WORK TO BE COMPLETED:
Every record must be reproduced exactly. Leave none out.

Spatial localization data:

------

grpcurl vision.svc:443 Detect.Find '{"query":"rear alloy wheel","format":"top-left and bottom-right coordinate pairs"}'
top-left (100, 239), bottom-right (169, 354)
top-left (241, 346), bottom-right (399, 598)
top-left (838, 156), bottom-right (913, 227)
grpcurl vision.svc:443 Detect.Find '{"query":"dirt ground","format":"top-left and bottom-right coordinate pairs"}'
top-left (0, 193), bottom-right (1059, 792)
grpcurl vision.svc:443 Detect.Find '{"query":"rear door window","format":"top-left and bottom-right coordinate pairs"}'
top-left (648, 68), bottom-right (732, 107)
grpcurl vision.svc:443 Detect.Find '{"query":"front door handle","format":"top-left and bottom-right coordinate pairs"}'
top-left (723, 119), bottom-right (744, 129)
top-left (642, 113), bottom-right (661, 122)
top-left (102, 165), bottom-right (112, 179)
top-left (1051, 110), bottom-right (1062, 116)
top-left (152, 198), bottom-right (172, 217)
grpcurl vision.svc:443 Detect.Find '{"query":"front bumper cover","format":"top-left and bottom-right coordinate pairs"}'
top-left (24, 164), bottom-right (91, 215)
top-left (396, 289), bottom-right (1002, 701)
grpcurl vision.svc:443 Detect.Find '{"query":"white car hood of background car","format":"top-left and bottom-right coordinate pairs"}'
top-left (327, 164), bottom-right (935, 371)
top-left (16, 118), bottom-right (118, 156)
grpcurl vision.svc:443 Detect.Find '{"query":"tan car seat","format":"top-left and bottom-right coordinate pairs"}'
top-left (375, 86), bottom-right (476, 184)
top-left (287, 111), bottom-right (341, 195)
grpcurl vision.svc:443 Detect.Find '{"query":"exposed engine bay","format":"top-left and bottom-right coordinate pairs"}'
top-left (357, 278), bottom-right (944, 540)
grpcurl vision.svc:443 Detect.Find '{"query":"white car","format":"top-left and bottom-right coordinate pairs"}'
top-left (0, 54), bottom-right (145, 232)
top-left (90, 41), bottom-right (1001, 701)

------

RESULT OF THE TASK:
grpcurl vision.svc:443 Detect.Find '{"query":"rear alloy wheel","format":"top-left and bottom-right coordinate pairs"}'
top-left (100, 239), bottom-right (169, 354)
top-left (241, 346), bottom-right (399, 598)
top-left (838, 156), bottom-right (913, 227)
grpcurl vision.svc:443 Detect.Find '{"query":"dirt ground","format":"top-left and bottom-right coordinate pairs"}'
top-left (0, 193), bottom-right (1059, 792)
grpcurl vision.svc:443 Detect.Find '{"query":"rear door window","format":"top-left and bottom-right coordinate pairs"}'
top-left (648, 68), bottom-right (732, 107)
grpcurl vision.svc:443 Detect.Find '{"query":"front door handle","format":"top-left and bottom-right coordinate pairs"}'
top-left (723, 119), bottom-right (744, 129)
top-left (642, 113), bottom-right (661, 122)
top-left (102, 165), bottom-right (112, 179)
top-left (1051, 110), bottom-right (1062, 116)
top-left (152, 198), bottom-right (172, 217)
grpcurl vision.svc:443 Detect.Find '{"query":"front bumper cover","format":"top-left and bottom-right coordinate pairs"}'
top-left (24, 164), bottom-right (91, 215)
top-left (396, 289), bottom-right (1002, 701)
grpcurl vision.svc:443 Detect.Find '{"query":"white car hood of background car","format":"top-left and bottom-right coordinate pairs"}'
top-left (327, 164), bottom-right (935, 371)
top-left (16, 118), bottom-right (118, 156)
grpcurl vision.svc:443 Detect.Find '{"query":"tan car seat","format":"top-left and bottom-right coordinate pairs"}'
top-left (375, 86), bottom-right (476, 184)
top-left (287, 111), bottom-right (341, 195)
grpcurl vision.svc:443 Detect.Find '{"query":"exposed engine bay","format":"top-left and bottom-right coordinate pairs"}'
top-left (357, 278), bottom-right (944, 540)
grpcurl vision.svc:443 Detect.Find '{"query":"white car","format":"top-left and bottom-right coordinate pairs"}'
top-left (0, 54), bottom-right (145, 232)
top-left (90, 41), bottom-right (1001, 701)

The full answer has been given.